## Directive
Rewrite the data as a JSON list of strings, starting at the first line of the data and ending at the line containing "135L229 132L228 131L223", with one string per line and blank lines omitted.

-- Start of Records for the exercise --

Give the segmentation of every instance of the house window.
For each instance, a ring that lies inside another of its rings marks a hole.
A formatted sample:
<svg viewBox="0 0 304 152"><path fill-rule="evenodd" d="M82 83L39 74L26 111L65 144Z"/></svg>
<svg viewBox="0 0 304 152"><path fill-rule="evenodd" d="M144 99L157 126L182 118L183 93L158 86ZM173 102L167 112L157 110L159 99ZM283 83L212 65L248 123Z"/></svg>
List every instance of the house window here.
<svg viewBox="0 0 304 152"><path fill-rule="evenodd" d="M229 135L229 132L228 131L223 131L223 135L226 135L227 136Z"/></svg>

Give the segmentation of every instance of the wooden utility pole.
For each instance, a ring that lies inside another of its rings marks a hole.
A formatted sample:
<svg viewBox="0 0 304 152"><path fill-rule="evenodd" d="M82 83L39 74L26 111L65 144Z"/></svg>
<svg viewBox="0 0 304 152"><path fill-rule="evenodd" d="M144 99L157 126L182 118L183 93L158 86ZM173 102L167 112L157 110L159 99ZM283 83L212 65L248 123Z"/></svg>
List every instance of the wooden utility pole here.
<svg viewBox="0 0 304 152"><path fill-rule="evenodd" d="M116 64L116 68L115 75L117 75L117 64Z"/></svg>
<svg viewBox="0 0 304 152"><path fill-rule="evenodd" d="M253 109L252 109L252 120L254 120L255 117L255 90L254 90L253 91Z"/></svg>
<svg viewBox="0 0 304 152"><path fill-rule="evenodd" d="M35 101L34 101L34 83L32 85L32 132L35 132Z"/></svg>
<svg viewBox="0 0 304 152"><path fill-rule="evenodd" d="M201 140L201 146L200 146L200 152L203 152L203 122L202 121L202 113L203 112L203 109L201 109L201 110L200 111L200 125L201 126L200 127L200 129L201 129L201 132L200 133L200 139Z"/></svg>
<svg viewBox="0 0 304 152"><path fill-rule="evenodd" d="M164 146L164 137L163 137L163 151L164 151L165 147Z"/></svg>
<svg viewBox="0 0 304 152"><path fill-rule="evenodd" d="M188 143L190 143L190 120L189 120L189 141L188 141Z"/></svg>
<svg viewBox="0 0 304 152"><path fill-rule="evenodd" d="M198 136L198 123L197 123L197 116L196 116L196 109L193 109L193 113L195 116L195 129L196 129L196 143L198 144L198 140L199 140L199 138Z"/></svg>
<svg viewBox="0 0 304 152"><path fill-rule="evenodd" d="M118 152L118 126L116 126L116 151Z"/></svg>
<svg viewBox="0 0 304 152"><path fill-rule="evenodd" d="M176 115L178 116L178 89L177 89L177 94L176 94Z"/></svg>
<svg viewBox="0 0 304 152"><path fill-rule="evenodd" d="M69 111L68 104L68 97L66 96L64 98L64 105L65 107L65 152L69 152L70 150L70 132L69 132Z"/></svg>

-- End of Records for the exercise --

## Exercise response
[
  "Give the segmentation of every instance of the house window.",
  "For each instance, a ring that lies inside another of its rings marks a hole.",
  "A formatted sample:",
  "<svg viewBox=\"0 0 304 152\"><path fill-rule=\"evenodd\" d=\"M82 83L39 74L26 111L65 144Z\"/></svg>",
  "<svg viewBox=\"0 0 304 152\"><path fill-rule=\"evenodd\" d=\"M144 99L157 126L182 118L183 93L158 86ZM173 102L167 112L157 110L159 99ZM283 83L212 65L248 123Z\"/></svg>",
  "List every instance of the house window here.",
  "<svg viewBox=\"0 0 304 152\"><path fill-rule=\"evenodd\" d=\"M229 135L229 132L228 131L223 131L223 135L226 135L227 136Z\"/></svg>"
]